═════ Input

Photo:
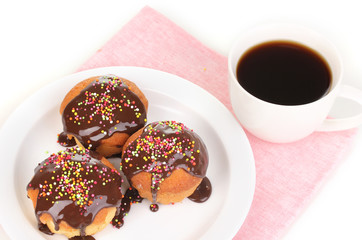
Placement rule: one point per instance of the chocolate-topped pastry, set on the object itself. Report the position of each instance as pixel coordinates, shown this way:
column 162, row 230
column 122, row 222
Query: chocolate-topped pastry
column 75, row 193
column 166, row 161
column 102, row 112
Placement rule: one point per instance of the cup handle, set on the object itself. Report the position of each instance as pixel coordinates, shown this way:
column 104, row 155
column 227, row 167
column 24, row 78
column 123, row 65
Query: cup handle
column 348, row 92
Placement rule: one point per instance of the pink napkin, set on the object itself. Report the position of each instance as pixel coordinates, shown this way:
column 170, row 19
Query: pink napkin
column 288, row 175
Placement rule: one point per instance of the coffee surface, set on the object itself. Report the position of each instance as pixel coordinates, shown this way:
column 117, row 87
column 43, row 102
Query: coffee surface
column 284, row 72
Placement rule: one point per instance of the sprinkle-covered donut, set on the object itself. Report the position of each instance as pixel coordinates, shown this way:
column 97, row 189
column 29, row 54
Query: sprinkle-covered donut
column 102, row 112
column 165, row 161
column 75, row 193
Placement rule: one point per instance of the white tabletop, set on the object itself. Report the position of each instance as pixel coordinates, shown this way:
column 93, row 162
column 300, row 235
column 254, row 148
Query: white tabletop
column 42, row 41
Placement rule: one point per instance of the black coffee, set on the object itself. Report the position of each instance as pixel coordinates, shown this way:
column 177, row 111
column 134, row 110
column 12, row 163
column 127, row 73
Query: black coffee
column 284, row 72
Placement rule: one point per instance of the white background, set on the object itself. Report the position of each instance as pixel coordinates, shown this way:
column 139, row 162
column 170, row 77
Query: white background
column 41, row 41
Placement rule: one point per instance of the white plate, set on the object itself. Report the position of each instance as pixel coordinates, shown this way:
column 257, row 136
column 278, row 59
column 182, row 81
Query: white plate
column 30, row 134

══════════
═════ Input

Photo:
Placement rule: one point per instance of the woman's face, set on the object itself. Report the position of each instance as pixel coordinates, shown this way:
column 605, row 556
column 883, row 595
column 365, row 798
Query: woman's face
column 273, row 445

══════════

Copy out the stretch of material from the line that contains "Placement rule: one point per instance of the black" through the line that contains "column 30, row 134", keeping every line as it appears.

### Output for this task
Placement rule: one point per instance of the black coffee, set on the object itself. Report the position of each instance as pixel coordinates, shown this way:
column 177, row 111
column 134, row 110
column 12, row 163
column 127, row 73
Query: black coffee
column 284, row 72
Placement rule: one point per instance of the white background, set on the object itself. Report the position of each instance as pixel coordinates, shown this way:
column 139, row 162
column 170, row 77
Query: white background
column 41, row 41
Placement rule: one point per instance of the white plate, set on the object itself. Report the position of each instance as pixel coordinates, shown this way:
column 257, row 136
column 278, row 59
column 182, row 81
Query: white plate
column 30, row 134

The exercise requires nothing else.